━━━━━ Records for this exercise ━━━━━
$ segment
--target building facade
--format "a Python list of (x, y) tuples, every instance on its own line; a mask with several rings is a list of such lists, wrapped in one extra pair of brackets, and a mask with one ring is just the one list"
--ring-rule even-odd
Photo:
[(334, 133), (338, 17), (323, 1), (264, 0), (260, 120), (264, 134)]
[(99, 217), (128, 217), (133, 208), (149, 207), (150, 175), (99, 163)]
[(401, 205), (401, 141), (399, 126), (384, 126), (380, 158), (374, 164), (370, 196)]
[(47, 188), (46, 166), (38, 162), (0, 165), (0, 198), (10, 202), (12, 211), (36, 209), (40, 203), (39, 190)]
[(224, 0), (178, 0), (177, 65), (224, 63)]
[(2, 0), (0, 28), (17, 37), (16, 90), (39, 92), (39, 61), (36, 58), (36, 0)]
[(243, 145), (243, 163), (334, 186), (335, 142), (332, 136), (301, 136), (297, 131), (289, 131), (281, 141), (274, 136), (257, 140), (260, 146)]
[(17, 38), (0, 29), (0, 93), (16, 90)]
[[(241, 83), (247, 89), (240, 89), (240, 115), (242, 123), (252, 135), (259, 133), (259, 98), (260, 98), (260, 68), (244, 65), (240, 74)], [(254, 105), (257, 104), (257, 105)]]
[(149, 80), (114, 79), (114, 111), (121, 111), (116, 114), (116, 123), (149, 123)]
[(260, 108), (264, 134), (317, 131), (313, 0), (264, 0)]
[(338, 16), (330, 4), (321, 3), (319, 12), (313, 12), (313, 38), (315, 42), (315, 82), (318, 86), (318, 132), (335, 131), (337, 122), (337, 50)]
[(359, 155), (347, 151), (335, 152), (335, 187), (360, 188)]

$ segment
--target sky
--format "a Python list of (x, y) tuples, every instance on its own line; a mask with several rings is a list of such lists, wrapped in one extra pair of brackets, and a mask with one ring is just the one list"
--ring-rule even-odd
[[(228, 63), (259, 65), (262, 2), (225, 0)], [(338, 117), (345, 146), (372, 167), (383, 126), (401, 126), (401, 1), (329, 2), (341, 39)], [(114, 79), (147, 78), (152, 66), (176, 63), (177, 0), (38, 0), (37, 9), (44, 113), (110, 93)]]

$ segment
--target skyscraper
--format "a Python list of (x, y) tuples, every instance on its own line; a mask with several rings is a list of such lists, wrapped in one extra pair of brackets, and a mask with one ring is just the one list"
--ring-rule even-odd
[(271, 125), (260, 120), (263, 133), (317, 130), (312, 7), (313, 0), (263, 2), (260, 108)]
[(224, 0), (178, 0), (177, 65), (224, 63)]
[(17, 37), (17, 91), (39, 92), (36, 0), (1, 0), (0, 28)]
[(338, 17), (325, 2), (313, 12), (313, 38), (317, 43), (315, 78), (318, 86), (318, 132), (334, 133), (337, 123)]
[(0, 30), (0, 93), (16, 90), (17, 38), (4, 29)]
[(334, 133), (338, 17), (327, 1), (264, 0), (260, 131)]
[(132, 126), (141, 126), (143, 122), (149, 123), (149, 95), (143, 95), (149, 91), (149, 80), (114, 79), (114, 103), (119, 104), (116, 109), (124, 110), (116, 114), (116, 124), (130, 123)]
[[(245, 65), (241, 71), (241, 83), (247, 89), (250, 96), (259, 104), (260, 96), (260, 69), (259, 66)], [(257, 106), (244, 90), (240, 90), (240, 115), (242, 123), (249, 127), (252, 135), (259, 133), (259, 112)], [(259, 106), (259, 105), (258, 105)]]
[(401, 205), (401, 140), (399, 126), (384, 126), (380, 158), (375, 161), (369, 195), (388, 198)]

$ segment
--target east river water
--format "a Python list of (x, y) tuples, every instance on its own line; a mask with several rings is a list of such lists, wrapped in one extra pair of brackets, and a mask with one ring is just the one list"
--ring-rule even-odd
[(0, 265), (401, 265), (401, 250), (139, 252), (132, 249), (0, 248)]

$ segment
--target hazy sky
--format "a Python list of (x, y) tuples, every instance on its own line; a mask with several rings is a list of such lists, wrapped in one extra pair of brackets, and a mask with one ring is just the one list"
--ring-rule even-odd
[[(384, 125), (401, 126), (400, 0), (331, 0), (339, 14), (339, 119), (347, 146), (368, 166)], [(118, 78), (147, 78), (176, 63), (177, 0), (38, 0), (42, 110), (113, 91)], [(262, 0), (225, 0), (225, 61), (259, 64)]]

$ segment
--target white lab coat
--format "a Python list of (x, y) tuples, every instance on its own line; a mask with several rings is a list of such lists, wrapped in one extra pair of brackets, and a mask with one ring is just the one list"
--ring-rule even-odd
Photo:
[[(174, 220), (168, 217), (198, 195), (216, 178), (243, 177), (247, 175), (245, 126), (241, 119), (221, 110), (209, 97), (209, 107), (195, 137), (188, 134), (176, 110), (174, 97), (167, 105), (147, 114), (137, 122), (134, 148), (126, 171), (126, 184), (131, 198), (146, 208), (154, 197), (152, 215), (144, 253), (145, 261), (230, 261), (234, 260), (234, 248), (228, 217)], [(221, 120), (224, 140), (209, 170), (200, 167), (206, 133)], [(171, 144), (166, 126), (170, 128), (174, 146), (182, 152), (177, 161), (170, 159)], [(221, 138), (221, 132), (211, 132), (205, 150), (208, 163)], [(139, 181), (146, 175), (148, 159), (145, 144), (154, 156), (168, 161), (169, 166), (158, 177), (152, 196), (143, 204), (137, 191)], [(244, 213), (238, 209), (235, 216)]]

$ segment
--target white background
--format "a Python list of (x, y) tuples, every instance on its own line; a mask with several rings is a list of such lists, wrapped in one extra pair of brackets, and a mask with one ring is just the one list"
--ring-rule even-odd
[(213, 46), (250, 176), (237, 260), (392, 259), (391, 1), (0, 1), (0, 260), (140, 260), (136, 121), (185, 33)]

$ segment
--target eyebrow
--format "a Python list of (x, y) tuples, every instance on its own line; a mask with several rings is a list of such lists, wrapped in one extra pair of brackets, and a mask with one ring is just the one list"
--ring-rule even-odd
━━━━━
• _What this task involves_: Locate each line of the material above that contains the word "target", and copy those lines out in full. Treat the match as case-sensitive.

• _The answer_:
--target building facade
--target sky
--target skyscraper
--target east river water
--target hazy sky
--target white lab coat
--target white background
--target eyebrow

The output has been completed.